◆ **YOUR TASK**
Pick out each line in the data below that contains the word "blonde" and copy those lines. Matches must have the same case.

Point placement records:
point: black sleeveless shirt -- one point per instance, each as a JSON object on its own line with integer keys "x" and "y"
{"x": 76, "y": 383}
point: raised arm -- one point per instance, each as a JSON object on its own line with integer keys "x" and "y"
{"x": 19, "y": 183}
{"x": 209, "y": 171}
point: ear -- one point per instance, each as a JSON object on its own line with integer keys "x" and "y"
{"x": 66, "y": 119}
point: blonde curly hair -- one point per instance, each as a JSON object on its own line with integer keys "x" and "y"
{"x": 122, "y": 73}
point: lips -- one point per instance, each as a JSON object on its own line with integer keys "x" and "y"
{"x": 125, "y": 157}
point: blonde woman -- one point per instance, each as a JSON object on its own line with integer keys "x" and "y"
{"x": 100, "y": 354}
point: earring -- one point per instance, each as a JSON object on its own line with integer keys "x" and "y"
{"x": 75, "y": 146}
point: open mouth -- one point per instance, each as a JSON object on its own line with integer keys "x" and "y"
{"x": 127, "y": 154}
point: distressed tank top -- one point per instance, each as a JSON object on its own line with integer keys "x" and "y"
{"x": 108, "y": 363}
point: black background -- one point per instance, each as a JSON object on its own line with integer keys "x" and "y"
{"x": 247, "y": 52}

---

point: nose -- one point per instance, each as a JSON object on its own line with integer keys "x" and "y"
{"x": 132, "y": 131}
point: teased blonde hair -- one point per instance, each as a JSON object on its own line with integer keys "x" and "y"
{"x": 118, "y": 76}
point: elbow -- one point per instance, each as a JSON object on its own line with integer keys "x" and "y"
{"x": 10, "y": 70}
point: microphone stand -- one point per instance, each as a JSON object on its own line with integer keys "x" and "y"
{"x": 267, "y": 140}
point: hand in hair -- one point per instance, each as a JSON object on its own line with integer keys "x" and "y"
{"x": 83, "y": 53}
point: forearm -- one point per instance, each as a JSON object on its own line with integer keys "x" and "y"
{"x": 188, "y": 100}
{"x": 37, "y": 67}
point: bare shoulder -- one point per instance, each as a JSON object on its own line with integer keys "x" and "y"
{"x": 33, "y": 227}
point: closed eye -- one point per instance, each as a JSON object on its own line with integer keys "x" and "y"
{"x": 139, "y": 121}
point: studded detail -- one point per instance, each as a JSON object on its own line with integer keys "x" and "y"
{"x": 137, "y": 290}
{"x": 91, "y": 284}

...

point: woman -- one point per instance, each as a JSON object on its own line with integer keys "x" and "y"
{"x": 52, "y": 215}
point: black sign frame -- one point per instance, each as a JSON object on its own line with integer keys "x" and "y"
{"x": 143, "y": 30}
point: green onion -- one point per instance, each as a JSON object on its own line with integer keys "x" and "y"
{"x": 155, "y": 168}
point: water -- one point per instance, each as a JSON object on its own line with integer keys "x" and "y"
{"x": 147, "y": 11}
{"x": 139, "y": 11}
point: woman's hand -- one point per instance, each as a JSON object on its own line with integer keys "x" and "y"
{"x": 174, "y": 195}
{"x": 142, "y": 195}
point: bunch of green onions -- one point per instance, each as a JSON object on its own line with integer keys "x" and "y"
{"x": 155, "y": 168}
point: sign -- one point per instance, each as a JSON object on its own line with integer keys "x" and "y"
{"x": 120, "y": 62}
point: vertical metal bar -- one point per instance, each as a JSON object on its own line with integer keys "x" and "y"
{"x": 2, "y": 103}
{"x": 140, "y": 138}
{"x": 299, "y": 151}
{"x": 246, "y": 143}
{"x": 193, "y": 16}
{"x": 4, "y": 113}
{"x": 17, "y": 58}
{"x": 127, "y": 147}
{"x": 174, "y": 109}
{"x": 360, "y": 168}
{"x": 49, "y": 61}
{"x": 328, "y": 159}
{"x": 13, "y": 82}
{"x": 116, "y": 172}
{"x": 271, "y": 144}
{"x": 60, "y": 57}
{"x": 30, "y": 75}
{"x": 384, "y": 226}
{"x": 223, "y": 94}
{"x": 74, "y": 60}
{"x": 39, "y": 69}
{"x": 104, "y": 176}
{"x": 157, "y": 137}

◆ **EXERCISE OUTPUT**
point: blonde curly hair -- one point per instance, each as a JSON object on its own line with integer keys "x" and "y"
point: blonde woman -- one point per instance, each as a JSON object on its own line with integer keys "x" and "y"
point: teased blonde hair -- one point per instance, each as a JSON object on its own line with integer keys "x" and "y"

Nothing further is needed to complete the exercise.